■ Set exercise A
Lay out the lines of the entries below as a Markdown table, beginning with the line that contains "Question. Point out every instance of the denim jacket in" and continuing through the last line of the entries, with both ends included. Use the column headers Row and Entry line, put a row number in the first column, and skip any blank lines.

■ Source passage
NASA and its international aeronautical cohorts have some serious explaining to do before they start rocketing folks to the Moon again.
They better convince the public why it's so important for our species to invest hand-over-fist just to root around some boring gray orbital dust ball - a dust ball we already stuck a flag in a full score and 19 years ago.
Perhaps they're preaching to the choir, but this week a gathering of scientists are giving this sort of time-tested anti-space exploration diatribe a workout at the NASA/AMES Research Center in Mountain View, California. They're in Silicon Valley for the first (theoretically) annual Lunar Science Conference. It's being run by the newly-formed NASA Lunar Science Institute — whose job it will be make dust vapor studies look sexy while doling out $2m grants to teams of lucky researchers.
But whether you support the effort or not, it's a respectable question to ask. Why the moon?
Professor Carlie Pieters of Brown University sets up some of the common pieces of contention:
"Apollo was exciting... but been there done that," she said. "We have enough problems on Earth to solve like climate change, hunger, and war."
Furthermore, Mars and the search for life are more compelling. Titan and Europa are exotic challenges. The big bang, string theory and dark matter are more fundamental, she added. What good can studying the Moon do us?
For one, Pieters argues that the early history of our unusual Earth/Moon system is uniquely documented and accessible on the Moon. Our closest neighbor has changed significantly less than than the constantly shifting face of the Earth. It's a witness to 500 million years of history and preserves it. Further exploration and study of the moon may have major implications in our understanding of how the solar system evolved.

■ Data excerpts

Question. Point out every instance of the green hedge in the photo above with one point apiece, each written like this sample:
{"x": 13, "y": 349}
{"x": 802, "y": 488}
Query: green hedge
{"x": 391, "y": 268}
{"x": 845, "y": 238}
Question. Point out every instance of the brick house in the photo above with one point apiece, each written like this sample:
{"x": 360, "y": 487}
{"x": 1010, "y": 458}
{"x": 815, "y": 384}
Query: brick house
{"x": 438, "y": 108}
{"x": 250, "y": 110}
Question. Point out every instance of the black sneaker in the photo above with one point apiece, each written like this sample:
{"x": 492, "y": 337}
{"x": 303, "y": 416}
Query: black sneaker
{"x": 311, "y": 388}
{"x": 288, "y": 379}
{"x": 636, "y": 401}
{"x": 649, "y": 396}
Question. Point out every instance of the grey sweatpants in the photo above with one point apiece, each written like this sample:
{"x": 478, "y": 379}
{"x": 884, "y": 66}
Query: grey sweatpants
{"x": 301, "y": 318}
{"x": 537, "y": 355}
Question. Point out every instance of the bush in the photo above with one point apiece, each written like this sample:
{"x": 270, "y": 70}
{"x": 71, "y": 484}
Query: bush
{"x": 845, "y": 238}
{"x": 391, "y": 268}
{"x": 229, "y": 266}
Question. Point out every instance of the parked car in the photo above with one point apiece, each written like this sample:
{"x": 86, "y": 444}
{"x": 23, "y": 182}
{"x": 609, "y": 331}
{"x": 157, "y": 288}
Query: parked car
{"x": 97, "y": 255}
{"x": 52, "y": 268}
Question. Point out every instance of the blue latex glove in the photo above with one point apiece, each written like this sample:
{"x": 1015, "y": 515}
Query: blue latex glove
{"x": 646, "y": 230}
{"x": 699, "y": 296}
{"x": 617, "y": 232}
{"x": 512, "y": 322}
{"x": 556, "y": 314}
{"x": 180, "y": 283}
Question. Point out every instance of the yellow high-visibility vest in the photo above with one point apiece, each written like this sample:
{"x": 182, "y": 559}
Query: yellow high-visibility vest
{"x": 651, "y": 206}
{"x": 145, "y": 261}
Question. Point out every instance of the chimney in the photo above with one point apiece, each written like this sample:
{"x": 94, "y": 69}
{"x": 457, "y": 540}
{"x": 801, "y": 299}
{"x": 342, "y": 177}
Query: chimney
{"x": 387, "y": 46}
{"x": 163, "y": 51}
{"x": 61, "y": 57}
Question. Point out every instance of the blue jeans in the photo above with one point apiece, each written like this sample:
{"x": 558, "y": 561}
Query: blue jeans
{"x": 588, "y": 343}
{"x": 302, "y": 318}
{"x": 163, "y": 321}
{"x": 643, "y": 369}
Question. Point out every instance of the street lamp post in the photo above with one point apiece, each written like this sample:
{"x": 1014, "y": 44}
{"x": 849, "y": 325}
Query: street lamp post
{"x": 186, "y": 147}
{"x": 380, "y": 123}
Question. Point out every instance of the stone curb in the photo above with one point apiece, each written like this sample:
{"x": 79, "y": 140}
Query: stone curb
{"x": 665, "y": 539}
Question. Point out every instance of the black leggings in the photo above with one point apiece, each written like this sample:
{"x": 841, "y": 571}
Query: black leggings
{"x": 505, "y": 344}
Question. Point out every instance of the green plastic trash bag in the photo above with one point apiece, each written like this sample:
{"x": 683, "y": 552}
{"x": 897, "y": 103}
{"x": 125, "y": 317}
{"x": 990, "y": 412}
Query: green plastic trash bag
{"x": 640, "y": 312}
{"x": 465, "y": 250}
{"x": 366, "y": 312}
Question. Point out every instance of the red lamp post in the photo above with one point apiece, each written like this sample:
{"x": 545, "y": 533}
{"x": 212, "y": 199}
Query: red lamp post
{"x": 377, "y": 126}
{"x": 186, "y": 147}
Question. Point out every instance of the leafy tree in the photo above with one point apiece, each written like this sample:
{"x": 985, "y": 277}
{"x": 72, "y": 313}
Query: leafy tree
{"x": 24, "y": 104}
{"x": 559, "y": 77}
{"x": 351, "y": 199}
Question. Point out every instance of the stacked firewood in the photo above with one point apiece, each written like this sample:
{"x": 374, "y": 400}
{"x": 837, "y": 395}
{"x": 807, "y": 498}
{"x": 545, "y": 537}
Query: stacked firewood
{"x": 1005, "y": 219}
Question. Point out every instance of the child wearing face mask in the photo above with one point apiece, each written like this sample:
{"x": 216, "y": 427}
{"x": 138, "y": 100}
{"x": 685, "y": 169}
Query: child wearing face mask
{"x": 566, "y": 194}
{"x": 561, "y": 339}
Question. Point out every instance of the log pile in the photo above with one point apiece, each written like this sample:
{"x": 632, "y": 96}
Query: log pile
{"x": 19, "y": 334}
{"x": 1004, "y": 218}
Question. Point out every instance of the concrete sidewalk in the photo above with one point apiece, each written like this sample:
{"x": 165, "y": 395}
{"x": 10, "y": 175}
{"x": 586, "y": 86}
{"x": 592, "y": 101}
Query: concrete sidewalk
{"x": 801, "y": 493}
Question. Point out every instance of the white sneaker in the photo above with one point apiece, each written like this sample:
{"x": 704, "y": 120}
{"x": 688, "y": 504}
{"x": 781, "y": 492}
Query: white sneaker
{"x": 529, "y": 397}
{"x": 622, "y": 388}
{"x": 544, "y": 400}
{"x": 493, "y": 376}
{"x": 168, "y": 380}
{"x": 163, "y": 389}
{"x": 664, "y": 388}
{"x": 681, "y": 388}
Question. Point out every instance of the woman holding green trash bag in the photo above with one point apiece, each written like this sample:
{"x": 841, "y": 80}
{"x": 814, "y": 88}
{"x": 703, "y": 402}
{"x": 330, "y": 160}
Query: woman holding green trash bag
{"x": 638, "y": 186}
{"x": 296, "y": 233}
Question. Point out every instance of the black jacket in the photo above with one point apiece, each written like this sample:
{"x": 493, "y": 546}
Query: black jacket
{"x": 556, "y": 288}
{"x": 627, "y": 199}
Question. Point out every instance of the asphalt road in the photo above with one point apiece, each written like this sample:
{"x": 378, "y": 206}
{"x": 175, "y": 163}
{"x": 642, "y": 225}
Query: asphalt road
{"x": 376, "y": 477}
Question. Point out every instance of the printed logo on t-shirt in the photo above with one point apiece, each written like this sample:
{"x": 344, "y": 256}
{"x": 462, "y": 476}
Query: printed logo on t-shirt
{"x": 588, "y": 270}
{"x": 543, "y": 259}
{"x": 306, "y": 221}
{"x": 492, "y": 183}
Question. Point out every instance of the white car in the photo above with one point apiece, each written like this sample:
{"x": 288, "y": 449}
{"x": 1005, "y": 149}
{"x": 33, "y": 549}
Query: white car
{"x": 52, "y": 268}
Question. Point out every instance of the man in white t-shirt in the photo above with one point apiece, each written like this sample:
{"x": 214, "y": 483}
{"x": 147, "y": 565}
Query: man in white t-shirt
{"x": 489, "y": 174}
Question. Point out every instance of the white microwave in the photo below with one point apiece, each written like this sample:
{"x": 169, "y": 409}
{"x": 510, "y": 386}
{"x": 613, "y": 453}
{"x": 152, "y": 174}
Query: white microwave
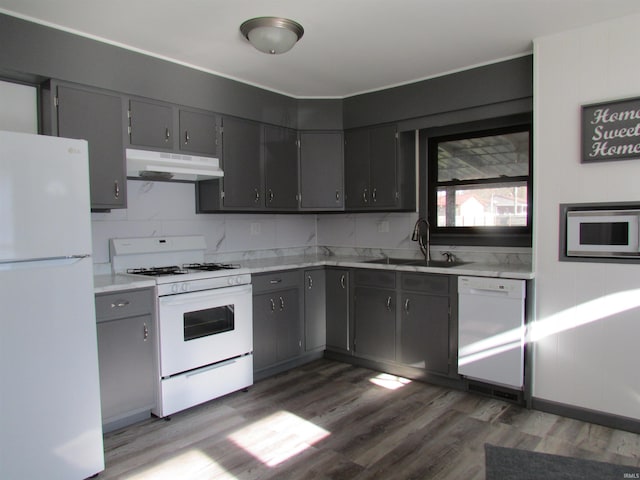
{"x": 603, "y": 233}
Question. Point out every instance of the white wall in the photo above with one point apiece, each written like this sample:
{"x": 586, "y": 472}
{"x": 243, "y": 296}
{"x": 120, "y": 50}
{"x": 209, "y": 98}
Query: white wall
{"x": 592, "y": 361}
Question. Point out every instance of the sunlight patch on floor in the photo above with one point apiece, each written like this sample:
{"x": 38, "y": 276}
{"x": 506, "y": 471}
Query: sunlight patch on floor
{"x": 278, "y": 437}
{"x": 390, "y": 382}
{"x": 189, "y": 464}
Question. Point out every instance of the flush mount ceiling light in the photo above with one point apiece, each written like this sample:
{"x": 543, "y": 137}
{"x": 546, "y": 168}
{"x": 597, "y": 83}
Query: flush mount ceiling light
{"x": 272, "y": 34}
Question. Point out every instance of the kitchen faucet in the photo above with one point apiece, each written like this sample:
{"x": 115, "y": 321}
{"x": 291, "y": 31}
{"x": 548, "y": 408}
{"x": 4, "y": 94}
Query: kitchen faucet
{"x": 423, "y": 240}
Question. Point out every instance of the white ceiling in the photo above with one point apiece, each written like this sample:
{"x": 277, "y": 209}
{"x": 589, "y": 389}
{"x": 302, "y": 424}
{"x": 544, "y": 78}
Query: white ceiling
{"x": 349, "y": 46}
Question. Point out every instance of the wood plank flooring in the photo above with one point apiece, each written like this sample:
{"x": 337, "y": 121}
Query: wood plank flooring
{"x": 330, "y": 420}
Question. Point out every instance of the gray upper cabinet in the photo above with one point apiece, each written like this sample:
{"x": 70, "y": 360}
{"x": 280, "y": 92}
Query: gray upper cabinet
{"x": 97, "y": 117}
{"x": 260, "y": 164}
{"x": 199, "y": 132}
{"x": 356, "y": 169}
{"x": 383, "y": 168}
{"x": 151, "y": 124}
{"x": 242, "y": 182}
{"x": 321, "y": 171}
{"x": 379, "y": 169}
{"x": 280, "y": 156}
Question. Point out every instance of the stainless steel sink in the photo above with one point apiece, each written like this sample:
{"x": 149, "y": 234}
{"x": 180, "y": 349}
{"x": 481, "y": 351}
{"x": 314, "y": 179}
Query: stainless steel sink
{"x": 416, "y": 262}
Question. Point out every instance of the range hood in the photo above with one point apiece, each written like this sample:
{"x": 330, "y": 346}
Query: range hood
{"x": 151, "y": 165}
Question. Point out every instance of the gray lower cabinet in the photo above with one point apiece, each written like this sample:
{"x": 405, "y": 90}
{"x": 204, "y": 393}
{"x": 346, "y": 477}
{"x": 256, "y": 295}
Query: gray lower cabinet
{"x": 321, "y": 170}
{"x": 277, "y": 320}
{"x": 425, "y": 318}
{"x": 314, "y": 309}
{"x": 338, "y": 299}
{"x": 95, "y": 116}
{"x": 125, "y": 326}
{"x": 375, "y": 314}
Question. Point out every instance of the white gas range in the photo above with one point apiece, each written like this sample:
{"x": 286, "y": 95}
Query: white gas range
{"x": 205, "y": 318}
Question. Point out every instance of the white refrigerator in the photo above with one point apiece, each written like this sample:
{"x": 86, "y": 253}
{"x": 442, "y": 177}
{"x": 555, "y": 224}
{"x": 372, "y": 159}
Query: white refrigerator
{"x": 50, "y": 420}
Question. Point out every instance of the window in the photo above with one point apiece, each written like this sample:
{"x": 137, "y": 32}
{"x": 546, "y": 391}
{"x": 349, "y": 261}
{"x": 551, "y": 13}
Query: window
{"x": 479, "y": 189}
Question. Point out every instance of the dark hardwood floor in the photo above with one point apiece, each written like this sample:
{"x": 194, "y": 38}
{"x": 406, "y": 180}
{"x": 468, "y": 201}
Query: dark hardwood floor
{"x": 329, "y": 420}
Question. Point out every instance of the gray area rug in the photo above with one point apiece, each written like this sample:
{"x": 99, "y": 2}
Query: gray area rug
{"x": 512, "y": 464}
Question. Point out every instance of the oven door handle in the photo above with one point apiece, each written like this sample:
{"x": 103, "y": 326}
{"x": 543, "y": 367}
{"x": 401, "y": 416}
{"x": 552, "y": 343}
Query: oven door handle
{"x": 211, "y": 367}
{"x": 188, "y": 298}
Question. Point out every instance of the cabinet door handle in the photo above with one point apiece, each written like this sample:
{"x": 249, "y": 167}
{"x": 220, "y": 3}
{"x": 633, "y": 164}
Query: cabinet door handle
{"x": 120, "y": 304}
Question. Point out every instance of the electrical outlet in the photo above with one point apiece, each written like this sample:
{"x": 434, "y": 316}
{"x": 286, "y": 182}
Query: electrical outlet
{"x": 383, "y": 227}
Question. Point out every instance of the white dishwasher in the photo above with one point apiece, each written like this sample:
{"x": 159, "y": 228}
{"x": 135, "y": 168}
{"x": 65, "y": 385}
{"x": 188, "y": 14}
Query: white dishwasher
{"x": 491, "y": 330}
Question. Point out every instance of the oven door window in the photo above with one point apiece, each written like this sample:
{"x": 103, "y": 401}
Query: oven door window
{"x": 604, "y": 233}
{"x": 211, "y": 321}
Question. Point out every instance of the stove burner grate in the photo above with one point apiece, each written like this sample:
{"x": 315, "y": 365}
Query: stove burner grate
{"x": 158, "y": 271}
{"x": 210, "y": 267}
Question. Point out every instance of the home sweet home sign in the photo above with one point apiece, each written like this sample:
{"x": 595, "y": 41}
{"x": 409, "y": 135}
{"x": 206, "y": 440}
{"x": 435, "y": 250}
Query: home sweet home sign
{"x": 611, "y": 131}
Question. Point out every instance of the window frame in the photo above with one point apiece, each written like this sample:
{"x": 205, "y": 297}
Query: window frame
{"x": 480, "y": 236}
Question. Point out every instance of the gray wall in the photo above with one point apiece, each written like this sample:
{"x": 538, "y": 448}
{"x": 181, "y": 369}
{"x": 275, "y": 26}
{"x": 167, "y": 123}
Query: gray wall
{"x": 35, "y": 52}
{"x": 483, "y": 89}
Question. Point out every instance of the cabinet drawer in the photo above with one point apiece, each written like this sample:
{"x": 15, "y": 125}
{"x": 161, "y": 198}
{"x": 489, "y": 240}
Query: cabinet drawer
{"x": 425, "y": 283}
{"x": 129, "y": 303}
{"x": 268, "y": 282}
{"x": 376, "y": 278}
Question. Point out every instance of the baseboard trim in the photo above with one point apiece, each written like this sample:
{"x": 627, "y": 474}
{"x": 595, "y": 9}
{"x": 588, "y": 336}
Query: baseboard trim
{"x": 592, "y": 416}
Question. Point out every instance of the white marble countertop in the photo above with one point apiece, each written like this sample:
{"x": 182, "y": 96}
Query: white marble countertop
{"x": 112, "y": 283}
{"x": 516, "y": 271}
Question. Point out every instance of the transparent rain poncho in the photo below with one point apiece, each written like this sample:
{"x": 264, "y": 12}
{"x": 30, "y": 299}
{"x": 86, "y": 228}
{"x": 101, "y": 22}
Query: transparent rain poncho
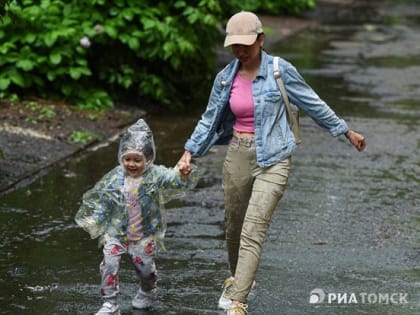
{"x": 103, "y": 212}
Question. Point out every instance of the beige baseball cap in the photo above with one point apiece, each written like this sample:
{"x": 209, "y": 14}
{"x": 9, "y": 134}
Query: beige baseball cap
{"x": 243, "y": 29}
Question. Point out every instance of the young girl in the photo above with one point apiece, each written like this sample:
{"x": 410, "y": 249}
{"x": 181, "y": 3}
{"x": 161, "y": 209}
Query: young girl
{"x": 125, "y": 209}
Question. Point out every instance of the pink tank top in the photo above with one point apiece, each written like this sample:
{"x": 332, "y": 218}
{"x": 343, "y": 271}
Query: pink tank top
{"x": 242, "y": 104}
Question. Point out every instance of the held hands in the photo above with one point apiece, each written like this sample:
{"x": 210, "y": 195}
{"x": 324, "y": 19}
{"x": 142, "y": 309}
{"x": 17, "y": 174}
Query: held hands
{"x": 184, "y": 163}
{"x": 356, "y": 139}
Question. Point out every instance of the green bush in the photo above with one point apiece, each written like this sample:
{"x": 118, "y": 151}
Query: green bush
{"x": 93, "y": 53}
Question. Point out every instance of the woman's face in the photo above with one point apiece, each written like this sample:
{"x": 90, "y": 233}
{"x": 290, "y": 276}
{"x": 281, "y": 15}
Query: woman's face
{"x": 248, "y": 53}
{"x": 134, "y": 164}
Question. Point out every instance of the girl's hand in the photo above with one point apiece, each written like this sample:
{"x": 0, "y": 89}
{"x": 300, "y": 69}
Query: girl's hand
{"x": 184, "y": 163}
{"x": 356, "y": 139}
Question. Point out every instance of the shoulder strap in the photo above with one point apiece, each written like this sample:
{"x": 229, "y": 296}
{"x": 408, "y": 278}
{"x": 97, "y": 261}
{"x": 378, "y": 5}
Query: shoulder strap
{"x": 294, "y": 124}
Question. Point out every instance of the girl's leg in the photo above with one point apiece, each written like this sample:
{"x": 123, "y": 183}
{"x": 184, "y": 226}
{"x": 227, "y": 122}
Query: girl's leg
{"x": 143, "y": 255}
{"x": 237, "y": 186}
{"x": 109, "y": 268}
{"x": 267, "y": 191}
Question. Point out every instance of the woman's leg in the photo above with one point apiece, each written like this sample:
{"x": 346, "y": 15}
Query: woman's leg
{"x": 268, "y": 188}
{"x": 237, "y": 186}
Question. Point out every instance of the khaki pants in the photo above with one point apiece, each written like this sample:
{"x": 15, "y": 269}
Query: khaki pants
{"x": 251, "y": 196}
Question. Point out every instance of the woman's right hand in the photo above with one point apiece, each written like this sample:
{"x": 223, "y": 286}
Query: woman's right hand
{"x": 184, "y": 163}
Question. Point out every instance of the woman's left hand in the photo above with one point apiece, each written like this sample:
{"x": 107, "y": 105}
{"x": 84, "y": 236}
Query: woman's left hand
{"x": 356, "y": 139}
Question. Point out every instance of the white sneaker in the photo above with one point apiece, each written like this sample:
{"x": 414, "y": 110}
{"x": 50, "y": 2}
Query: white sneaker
{"x": 109, "y": 309}
{"x": 143, "y": 300}
{"x": 225, "y": 303}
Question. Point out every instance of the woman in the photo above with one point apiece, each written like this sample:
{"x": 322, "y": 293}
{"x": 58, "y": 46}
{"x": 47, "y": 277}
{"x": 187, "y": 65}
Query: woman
{"x": 246, "y": 109}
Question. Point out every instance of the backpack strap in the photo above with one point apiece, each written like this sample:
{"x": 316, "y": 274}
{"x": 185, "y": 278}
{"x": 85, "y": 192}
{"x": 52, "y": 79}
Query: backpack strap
{"x": 293, "y": 122}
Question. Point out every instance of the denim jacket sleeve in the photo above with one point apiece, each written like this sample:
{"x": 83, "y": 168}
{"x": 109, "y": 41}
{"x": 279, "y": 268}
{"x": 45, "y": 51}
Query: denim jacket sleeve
{"x": 215, "y": 125}
{"x": 301, "y": 94}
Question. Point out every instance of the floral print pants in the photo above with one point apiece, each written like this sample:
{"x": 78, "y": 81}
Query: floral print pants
{"x": 142, "y": 255}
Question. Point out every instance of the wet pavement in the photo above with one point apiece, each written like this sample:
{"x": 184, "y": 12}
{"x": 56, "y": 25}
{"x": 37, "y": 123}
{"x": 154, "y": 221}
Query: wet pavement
{"x": 348, "y": 225}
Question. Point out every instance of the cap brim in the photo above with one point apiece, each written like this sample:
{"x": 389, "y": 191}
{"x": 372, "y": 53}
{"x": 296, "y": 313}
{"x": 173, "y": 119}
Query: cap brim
{"x": 240, "y": 40}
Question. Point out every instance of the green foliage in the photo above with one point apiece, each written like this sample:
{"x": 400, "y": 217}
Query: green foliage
{"x": 82, "y": 137}
{"x": 91, "y": 52}
{"x": 95, "y": 52}
{"x": 38, "y": 112}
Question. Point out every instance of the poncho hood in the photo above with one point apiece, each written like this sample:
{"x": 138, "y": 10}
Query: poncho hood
{"x": 138, "y": 138}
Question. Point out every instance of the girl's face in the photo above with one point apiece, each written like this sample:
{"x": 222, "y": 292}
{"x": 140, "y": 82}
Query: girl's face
{"x": 134, "y": 164}
{"x": 248, "y": 53}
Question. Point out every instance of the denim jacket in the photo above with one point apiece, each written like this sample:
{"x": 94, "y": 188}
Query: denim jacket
{"x": 274, "y": 141}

■ Set exercise B
Copy out the full Moon article above word for word.

■ Expected answer A
| Row | Entry line |
|---|---|
| 1 | Question. Point out every instance of the denim jacket in the photo above with one point apiece, each written like this sample: |
| 2 | {"x": 94, "y": 188} |
| 3 | Query: denim jacket |
| 4 | {"x": 274, "y": 141} |

■ Expected answer B
NASA and its international aeronautical cohorts have some serious explaining to do before they start rocketing folks to the Moon again.
They better convince the public why it's so important for our species to invest hand-over-fist just to root around some boring gray orbital dust ball - a dust ball we already stuck a flag in a full score and 19 years ago.
Perhaps they're preaching to the choir, but this week a gathering of scientists are giving this sort of time-tested anti-space exploration diatribe a workout at the NASA/AMES Research Center in Mountain View, California. They're in Silicon Valley for the first (theoretically) annual Lunar Science Conference. It's being run by the newly-formed NASA Lunar Science Institute — whose job it will be make dust vapor studies look sexy while doling out $2m grants to teams of lucky researchers.
But whether you support the effort or not, it's a respectable question to ask. Why the moon?
Professor Carlie Pieters of Brown University sets up some of the common pieces of contention:
"Apollo was exciting... but been there done that," she said. "We have enough problems on Earth to solve like climate change, hunger, and war."
Furthermore, Mars and the search for life are more compelling. Titan and Europa are exotic challenges. The big bang, string theory and dark matter are more fundamental, she added. What good can studying the Moon do us?
For one, Pieters argues that the early history of our unusual Earth/Moon system is uniquely documented and accessible on the Moon. Our closest neighbor has changed significantly less than than the constantly shifting face of the Earth. It's a witness to 500 million years of history and preserves it. Further exploration and study of the moon may have major implications in our understanding of how the solar system evolved.